- Dataset entries -
++++++++++++++++++++

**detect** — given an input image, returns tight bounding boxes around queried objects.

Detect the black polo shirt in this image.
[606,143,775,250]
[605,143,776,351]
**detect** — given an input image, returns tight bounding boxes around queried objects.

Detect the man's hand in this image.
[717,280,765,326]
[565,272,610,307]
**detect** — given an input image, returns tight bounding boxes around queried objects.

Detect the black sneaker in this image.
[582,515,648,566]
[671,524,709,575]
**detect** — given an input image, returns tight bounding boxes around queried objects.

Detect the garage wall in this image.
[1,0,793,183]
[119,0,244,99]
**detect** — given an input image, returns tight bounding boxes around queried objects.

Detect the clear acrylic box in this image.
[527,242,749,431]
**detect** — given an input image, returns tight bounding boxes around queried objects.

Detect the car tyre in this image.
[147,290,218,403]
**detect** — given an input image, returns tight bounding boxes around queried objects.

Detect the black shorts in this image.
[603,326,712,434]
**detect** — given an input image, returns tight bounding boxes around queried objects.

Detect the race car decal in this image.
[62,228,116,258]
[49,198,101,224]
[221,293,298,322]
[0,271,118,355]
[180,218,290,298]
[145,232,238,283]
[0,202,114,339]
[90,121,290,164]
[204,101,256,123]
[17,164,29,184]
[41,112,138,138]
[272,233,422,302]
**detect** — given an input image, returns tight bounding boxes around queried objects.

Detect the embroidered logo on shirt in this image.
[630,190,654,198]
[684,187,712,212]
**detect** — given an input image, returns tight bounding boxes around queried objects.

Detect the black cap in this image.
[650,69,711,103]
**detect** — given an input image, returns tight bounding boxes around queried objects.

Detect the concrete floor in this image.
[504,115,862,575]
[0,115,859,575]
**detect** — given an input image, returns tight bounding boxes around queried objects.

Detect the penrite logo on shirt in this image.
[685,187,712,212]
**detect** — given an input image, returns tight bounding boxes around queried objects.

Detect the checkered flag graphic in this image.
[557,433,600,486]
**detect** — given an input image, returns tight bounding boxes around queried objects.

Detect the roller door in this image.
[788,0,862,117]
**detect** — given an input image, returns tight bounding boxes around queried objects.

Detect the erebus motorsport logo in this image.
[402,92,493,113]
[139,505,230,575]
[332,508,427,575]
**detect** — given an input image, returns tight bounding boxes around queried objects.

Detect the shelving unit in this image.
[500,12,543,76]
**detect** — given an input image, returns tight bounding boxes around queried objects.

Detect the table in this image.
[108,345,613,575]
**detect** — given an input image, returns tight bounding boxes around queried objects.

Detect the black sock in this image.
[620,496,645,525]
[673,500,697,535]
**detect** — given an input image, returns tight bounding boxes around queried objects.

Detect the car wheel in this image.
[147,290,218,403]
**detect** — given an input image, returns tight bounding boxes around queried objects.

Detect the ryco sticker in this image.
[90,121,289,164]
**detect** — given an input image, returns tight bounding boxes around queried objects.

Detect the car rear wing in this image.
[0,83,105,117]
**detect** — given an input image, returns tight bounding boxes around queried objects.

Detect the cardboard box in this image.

++++++++++++++++++++

- Task statement -
Write every entry out again. Leave each one exactly as it is.

- Answer to this problem -
**detect** — given an input image, returns tight bounding boxes around queried objects.

Detect the black polo shirt in this image.
[606,143,775,250]
[605,143,776,351]
**detect** — given an input image, returns tight bounding boxes around queried objects.

Detect the man's hand in this image.
[717,280,765,326]
[565,272,610,307]
**detect** — given an input image, returns tight bounding boxes around queried objects.

Detect the black sneaker in this image.
[582,515,648,566]
[671,524,709,575]
**detect** — given an input image, returns tight bounding boxes around queried objects.

Detect the garage wall in this image.
[1,0,793,183]
[119,0,244,99]
**detect** — given an input image, returns tight bounding boxes around queried objects.

Detect the clear acrylic box in this image.
[527,242,749,431]
**detect** — given an input image, returns tight bounding boxes around queried objects.

Detect the car tyre in this image.
[147,290,218,403]
**detect** — given an input image, returns tight bounding boxes around queried objects.

Detect the black shorts in this image.
[603,326,712,434]
**detect** — given an input image, returns tight bounding boxes around queried objects.

Detect the race car decal in this image.
[62,228,116,258]
[49,198,101,224]
[221,293,298,322]
[0,271,118,355]
[180,218,290,298]
[145,232,238,283]
[0,202,114,339]
[90,121,290,164]
[204,101,256,123]
[17,164,29,184]
[41,112,138,138]
[272,233,422,302]
**detect** — given an input image, returns tight bounding boxes around queried objects.

Detect the embroidered logo on shirt in this image.
[630,190,654,198]
[684,187,712,212]
**detect** — given an input image, returns tight bounding boxes around queried objects.

Detect the black cap in this image.
[650,69,711,103]
**detect** — given an input image, returns tight bounding boxes around queried objects.

Detect the concrete floor in this image.
[504,115,862,575]
[0,115,859,575]
**detect** — given an input image, returns tight bounding boxes around queried objects.

Detect the penrite logo on shirt in this image.
[685,187,712,212]
**detect** — given an input image, returns tight bounding boxes around queried objects.

Detect the checkered flag graphic in this image.
[557,433,600,486]
**detect** — given an input image, returns tight bounding boxes around queried objects.

Detect the roller door in this image.
[788,0,862,117]
**detect** — given an input image, returns tight bounding boxes around queried objects.

Detect the erebus motorsport logo in this image.
[402,92,493,113]
[139,505,230,575]
[332,508,427,575]
**detect** — given an input image, returns tight bounding boxes around queried objects.

Detect the shelving unit in this image.
[500,12,543,76]
**detect** — given an input image, returns tight bounding boxes around queried objects.

Detect the table in this image.
[108,345,613,575]
**detect** — given an input image, returns tight bounding boxes around queried objects.

Detect the black sock in this image.
[620,496,645,525]
[673,500,697,535]
**detect** — given an input image, returns tight bounding boxes around queried objects.

Detect the car wheel in this image.
[147,290,218,403]
**detect** — given an input image, returns tight bounding boxes around queried objects.

Detect the ryco sticker in this image.
[90,121,289,164]
**detect** — given an input image, returns tight bounding boxes around queried objects.

Detect the car rear wing in this image.
[0,83,105,117]
**detect** — given an input image, returns tight bounding boxes around queried objects.

Detect the cardboard box in this image.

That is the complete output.